What to produce: Lines before the one containing "For the dataset, tag each instance of the statue's fingers" are excluded. Repeat that line and every line after it, exactly.

— Start of Data to use —

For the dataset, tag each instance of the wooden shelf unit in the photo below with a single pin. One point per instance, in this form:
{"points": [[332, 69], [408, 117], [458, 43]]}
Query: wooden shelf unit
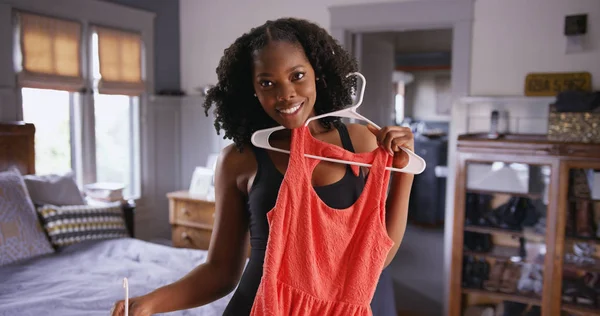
{"points": [[530, 150]]}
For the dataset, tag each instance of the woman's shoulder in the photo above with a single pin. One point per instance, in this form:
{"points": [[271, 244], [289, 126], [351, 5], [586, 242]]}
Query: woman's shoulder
{"points": [[237, 160], [362, 138]]}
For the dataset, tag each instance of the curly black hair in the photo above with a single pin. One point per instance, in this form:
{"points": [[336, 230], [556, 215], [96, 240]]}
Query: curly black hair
{"points": [[240, 114]]}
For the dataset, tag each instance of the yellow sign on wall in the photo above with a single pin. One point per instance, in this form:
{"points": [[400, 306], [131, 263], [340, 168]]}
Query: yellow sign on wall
{"points": [[550, 84]]}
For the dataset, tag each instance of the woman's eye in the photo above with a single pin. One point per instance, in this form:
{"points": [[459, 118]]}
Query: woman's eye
{"points": [[265, 84], [298, 75]]}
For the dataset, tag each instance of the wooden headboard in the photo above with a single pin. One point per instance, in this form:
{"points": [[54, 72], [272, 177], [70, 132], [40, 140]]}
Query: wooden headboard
{"points": [[17, 146]]}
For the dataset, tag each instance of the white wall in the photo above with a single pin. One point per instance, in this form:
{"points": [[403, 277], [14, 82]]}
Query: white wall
{"points": [[514, 37], [422, 95], [510, 38], [377, 65]]}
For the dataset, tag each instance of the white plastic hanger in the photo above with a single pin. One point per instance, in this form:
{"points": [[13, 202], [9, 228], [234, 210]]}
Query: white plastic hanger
{"points": [[415, 164], [126, 286]]}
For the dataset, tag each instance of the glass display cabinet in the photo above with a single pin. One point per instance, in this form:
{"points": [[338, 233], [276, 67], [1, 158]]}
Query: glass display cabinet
{"points": [[526, 227]]}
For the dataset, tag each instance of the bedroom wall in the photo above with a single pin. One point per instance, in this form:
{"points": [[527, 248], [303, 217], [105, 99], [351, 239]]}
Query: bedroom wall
{"points": [[506, 43]]}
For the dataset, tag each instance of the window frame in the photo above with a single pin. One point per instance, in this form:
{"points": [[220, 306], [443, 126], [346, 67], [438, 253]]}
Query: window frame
{"points": [[82, 105]]}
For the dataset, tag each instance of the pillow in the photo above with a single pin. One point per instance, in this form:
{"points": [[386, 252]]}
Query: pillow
{"points": [[67, 225], [21, 236], [54, 189]]}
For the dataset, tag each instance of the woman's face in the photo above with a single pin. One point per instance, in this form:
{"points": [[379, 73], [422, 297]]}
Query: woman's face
{"points": [[284, 82]]}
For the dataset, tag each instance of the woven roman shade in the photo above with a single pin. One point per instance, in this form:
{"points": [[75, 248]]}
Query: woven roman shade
{"points": [[120, 54], [50, 53]]}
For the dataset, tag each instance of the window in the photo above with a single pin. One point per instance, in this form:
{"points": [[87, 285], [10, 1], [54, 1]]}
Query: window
{"points": [[96, 133], [118, 77], [116, 140], [50, 111]]}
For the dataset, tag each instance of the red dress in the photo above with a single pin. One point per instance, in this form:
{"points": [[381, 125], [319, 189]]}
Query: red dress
{"points": [[319, 260]]}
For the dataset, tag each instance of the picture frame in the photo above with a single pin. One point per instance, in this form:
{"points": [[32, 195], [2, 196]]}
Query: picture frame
{"points": [[202, 181]]}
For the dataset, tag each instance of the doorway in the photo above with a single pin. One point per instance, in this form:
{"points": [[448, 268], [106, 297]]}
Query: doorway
{"points": [[408, 83], [350, 24]]}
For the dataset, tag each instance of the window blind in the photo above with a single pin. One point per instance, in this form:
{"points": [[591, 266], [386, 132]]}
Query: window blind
{"points": [[50, 53], [120, 58]]}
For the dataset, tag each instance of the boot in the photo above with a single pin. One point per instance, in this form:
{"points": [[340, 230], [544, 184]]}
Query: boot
{"points": [[583, 219], [597, 217]]}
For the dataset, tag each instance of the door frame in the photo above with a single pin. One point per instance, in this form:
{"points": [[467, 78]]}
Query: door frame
{"points": [[348, 20]]}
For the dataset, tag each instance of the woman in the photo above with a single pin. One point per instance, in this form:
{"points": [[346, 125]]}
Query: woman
{"points": [[280, 73]]}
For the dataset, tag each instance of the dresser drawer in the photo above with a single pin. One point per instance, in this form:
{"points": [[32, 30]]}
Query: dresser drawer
{"points": [[201, 213], [188, 237]]}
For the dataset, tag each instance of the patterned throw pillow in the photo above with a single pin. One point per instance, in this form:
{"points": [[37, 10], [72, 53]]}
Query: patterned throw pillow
{"points": [[21, 236], [67, 225]]}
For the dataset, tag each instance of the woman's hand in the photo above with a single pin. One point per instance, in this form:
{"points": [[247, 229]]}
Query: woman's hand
{"points": [[392, 138], [138, 306]]}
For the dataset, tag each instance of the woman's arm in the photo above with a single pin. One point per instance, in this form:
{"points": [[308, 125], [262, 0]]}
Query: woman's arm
{"points": [[222, 270], [390, 138]]}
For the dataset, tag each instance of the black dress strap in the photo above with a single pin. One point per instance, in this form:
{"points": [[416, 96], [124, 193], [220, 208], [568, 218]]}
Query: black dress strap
{"points": [[345, 137]]}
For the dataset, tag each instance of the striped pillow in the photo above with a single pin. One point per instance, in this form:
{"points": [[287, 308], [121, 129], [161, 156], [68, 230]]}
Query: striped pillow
{"points": [[67, 225]]}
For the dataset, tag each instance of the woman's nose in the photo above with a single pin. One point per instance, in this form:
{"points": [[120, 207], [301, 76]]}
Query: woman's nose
{"points": [[286, 92]]}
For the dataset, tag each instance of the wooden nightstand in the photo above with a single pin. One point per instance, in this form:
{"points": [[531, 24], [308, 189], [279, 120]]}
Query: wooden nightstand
{"points": [[191, 220]]}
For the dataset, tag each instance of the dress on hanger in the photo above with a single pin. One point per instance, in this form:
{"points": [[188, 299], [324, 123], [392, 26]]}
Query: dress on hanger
{"points": [[321, 260]]}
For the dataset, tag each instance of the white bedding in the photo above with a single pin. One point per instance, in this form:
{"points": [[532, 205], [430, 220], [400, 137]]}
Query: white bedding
{"points": [[86, 279]]}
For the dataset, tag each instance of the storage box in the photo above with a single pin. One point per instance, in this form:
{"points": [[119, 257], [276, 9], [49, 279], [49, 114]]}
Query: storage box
{"points": [[574, 126]]}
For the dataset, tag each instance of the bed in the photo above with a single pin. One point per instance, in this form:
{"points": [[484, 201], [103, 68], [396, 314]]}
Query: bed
{"points": [[85, 278]]}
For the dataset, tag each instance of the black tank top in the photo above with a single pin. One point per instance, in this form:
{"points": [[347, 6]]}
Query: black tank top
{"points": [[261, 199]]}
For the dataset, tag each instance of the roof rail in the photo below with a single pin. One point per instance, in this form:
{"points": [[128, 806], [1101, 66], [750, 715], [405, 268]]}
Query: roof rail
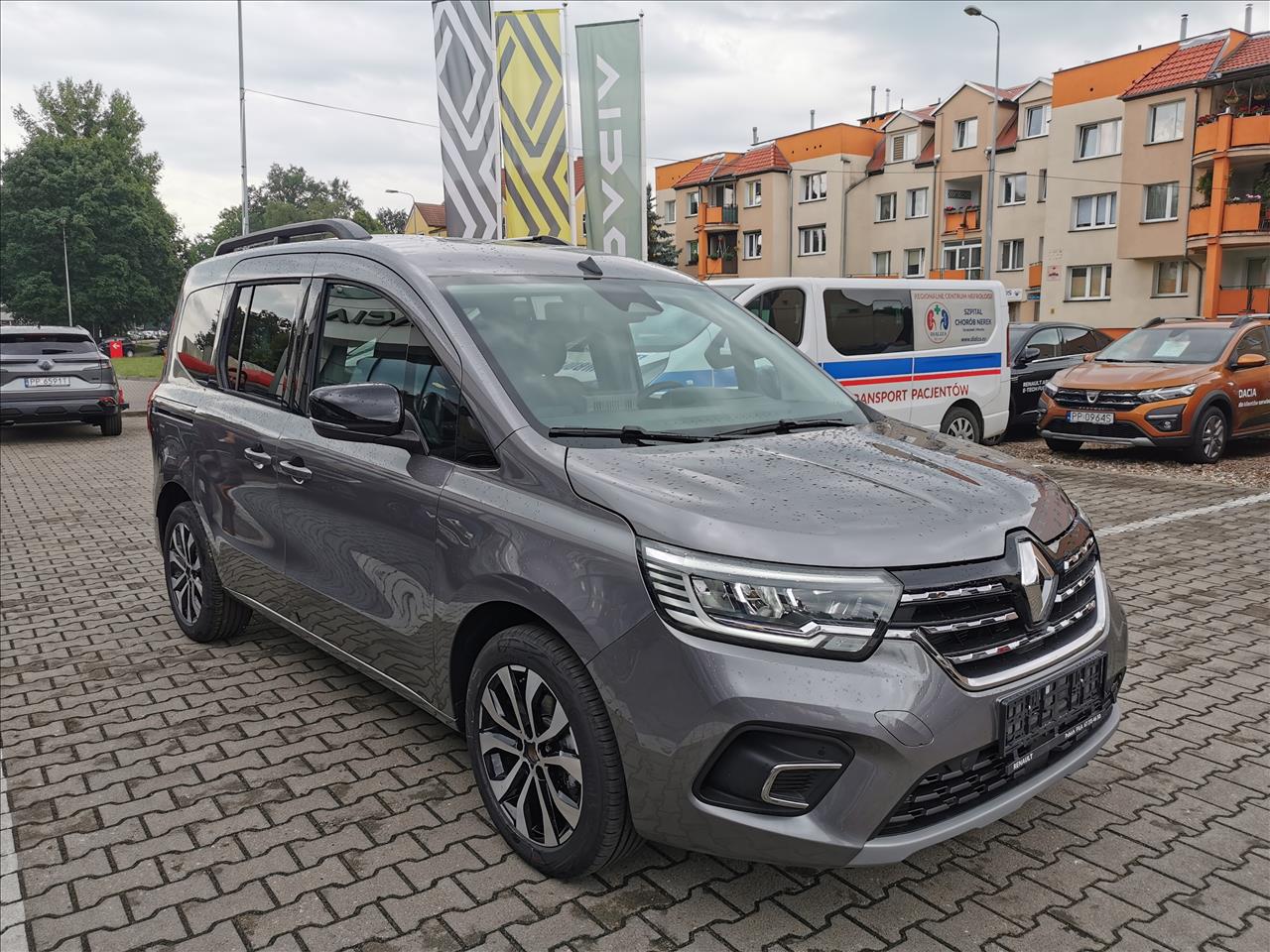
{"points": [[281, 235]]}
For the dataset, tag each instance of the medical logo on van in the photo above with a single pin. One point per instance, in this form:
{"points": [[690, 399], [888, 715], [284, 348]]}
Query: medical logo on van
{"points": [[939, 322]]}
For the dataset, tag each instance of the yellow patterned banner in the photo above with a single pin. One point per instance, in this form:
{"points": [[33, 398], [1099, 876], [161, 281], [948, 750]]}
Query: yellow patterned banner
{"points": [[535, 159]]}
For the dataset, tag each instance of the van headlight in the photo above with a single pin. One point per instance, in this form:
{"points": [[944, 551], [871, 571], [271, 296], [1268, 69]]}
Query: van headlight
{"points": [[1155, 397], [839, 613]]}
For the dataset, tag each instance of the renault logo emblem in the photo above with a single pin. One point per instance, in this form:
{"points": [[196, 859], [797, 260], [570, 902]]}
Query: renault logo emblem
{"points": [[1037, 579]]}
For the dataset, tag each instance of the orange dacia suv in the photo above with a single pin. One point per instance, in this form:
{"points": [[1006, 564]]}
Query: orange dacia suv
{"points": [[1193, 385]]}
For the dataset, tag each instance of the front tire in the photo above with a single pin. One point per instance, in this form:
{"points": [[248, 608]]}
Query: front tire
{"points": [[544, 754], [199, 603], [1209, 436]]}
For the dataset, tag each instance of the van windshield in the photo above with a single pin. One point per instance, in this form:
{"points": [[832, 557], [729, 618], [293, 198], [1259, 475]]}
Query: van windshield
{"points": [[661, 356]]}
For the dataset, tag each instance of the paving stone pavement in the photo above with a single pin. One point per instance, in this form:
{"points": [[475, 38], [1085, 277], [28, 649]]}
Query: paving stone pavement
{"points": [[259, 793]]}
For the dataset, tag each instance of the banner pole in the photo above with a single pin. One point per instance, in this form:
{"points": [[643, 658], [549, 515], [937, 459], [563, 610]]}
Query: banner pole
{"points": [[568, 126]]}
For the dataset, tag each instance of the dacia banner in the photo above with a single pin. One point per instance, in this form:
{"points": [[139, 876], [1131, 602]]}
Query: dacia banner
{"points": [[467, 103], [612, 132], [535, 155]]}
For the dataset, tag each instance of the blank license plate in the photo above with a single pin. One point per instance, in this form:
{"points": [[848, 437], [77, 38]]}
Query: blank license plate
{"points": [[1089, 416]]}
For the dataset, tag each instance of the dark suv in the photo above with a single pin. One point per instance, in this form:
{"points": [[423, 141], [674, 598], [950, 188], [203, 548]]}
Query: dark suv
{"points": [[743, 615], [56, 375]]}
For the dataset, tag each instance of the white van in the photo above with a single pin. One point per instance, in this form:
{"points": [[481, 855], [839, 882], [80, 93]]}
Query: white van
{"points": [[931, 353]]}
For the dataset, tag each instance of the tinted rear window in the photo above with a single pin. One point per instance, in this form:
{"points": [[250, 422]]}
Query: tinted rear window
{"points": [[46, 344]]}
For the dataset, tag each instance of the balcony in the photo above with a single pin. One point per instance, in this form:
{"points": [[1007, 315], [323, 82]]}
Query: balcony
{"points": [[1243, 301], [960, 221]]}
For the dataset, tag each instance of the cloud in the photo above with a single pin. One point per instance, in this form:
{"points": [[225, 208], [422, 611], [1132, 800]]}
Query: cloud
{"points": [[712, 70]]}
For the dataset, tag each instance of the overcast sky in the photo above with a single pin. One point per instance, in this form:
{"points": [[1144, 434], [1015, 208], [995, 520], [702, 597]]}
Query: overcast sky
{"points": [[712, 70]]}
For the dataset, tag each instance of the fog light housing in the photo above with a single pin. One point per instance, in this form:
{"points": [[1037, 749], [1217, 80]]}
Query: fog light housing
{"points": [[772, 771]]}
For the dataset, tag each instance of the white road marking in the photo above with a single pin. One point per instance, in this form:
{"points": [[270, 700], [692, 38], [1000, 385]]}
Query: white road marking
{"points": [[13, 914], [1184, 515]]}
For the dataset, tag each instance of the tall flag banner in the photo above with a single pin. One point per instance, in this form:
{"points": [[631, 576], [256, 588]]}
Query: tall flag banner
{"points": [[535, 149], [610, 79], [467, 100]]}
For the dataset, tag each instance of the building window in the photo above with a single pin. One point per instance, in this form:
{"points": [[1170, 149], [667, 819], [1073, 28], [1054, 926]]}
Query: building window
{"points": [[1012, 255], [917, 203], [966, 134], [1161, 202], [811, 241], [1088, 282], [813, 186], [1097, 139], [1165, 122], [1170, 280], [1014, 188], [1037, 121], [1093, 211], [903, 146]]}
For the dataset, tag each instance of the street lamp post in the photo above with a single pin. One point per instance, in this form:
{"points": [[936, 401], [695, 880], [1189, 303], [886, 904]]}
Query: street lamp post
{"points": [[992, 148]]}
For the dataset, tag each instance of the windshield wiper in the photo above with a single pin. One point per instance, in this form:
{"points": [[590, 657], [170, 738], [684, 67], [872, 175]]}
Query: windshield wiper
{"points": [[626, 434], [784, 426]]}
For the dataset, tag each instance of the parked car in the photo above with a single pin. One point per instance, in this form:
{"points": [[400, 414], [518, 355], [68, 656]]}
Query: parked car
{"points": [[130, 345], [1184, 384], [1037, 353], [56, 375], [931, 353], [746, 615]]}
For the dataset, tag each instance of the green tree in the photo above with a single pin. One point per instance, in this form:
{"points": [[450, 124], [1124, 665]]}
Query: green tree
{"points": [[81, 168], [661, 243]]}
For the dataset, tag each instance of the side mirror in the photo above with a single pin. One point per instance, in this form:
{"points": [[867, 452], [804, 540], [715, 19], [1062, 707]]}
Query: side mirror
{"points": [[1250, 361], [362, 413]]}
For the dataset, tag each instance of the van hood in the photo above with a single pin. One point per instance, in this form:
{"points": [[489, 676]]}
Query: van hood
{"points": [[1128, 376], [879, 495]]}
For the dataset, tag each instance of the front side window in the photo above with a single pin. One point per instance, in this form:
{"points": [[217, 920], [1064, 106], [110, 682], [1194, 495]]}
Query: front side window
{"points": [[1093, 211], [1170, 280], [815, 186], [965, 134], [1037, 121], [917, 203], [869, 321], [259, 339], [667, 356], [366, 338], [193, 341], [811, 241], [783, 309], [1014, 188], [1165, 122], [1012, 255], [1161, 202], [1088, 282]]}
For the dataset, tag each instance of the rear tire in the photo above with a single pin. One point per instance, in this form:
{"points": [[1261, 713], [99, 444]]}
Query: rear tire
{"points": [[1209, 436], [199, 603], [545, 757], [1064, 445]]}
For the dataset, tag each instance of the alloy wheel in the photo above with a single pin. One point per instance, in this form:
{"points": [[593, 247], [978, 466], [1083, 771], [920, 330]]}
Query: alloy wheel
{"points": [[186, 574], [530, 757]]}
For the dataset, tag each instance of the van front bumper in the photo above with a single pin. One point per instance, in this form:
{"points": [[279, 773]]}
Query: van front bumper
{"points": [[676, 699]]}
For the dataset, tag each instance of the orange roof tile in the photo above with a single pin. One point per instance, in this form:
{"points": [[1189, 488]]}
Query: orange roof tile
{"points": [[1182, 67]]}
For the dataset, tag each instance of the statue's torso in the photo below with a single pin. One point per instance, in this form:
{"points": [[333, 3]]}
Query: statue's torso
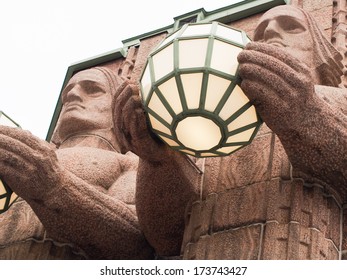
{"points": [[22, 235]]}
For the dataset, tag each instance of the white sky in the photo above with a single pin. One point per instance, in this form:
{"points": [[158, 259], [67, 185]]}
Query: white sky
{"points": [[40, 39]]}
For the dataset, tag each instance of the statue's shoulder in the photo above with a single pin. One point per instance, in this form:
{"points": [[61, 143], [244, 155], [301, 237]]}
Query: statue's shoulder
{"points": [[334, 96]]}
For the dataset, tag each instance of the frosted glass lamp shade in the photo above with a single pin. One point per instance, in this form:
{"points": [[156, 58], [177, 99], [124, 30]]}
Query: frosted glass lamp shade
{"points": [[190, 91], [7, 196]]}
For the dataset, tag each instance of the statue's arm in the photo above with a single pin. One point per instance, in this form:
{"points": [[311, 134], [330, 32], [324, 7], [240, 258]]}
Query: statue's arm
{"points": [[70, 209], [312, 130], [166, 181]]}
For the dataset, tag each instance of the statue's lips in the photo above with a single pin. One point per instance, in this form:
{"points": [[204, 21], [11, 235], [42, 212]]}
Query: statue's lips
{"points": [[276, 43], [73, 106]]}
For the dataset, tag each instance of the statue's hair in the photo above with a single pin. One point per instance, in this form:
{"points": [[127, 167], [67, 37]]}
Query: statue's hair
{"points": [[328, 60], [329, 63]]}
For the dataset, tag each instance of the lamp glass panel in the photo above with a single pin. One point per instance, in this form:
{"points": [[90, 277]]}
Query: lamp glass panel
{"points": [[197, 30], [170, 92], [169, 141], [236, 100], [224, 57], [157, 106], [248, 117], [2, 203], [146, 83], [157, 125], [243, 136], [192, 53], [228, 150], [192, 89], [229, 34], [2, 188], [198, 133], [163, 62], [216, 88], [6, 121]]}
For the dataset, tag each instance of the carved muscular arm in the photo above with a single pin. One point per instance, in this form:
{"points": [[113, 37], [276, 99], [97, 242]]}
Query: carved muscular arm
{"points": [[70, 209], [313, 133], [166, 180]]}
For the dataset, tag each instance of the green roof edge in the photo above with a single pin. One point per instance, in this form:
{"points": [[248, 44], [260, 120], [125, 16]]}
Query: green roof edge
{"points": [[225, 14]]}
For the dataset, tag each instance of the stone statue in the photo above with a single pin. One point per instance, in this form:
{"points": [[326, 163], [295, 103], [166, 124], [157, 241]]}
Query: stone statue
{"points": [[296, 94], [282, 196], [82, 192]]}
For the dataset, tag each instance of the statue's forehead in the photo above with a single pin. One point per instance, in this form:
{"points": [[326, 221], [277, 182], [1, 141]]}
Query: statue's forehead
{"points": [[89, 75], [283, 11]]}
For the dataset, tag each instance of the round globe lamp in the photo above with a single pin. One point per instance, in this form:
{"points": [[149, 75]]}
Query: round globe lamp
{"points": [[191, 92]]}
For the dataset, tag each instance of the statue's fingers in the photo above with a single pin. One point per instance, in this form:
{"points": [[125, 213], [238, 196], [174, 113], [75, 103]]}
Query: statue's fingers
{"points": [[274, 84], [264, 53]]}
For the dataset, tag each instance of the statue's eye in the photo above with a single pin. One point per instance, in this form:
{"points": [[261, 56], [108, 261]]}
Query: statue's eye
{"points": [[291, 25]]}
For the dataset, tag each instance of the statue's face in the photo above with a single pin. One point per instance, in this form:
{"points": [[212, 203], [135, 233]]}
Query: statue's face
{"points": [[286, 28], [86, 103]]}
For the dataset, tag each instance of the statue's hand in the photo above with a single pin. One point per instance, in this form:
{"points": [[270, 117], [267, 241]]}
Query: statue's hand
{"points": [[131, 126], [28, 164], [280, 86]]}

— End of Data to use —

Solution for this problem:
For the dataset, tag each instance of the statue's fingers in the photo above with a single pin. One point per instance, in this form:
{"points": [[125, 213], [238, 196], [174, 113], [75, 103]]}
Query: statue's fingers
{"points": [[274, 84], [264, 53]]}
For the dataset, tag each instance of the statue's eye in the photo above with a single pin. One point per instance, in this form:
{"points": [[261, 56], [108, 261]]}
Query: statue's eye
{"points": [[291, 25]]}
For the dataset, tag each instance of the statue's face in the photo above with a single pin. One point per instance, in this form:
{"points": [[212, 203], [135, 233]]}
Query: statue's face
{"points": [[286, 28], [86, 103]]}
For the dataset, tag each instance of the statue's hand in the photo above with a single pin. One point per instance, in this form:
{"points": [[270, 117], [267, 241]]}
Query: statue's hand
{"points": [[131, 126], [28, 164], [280, 86]]}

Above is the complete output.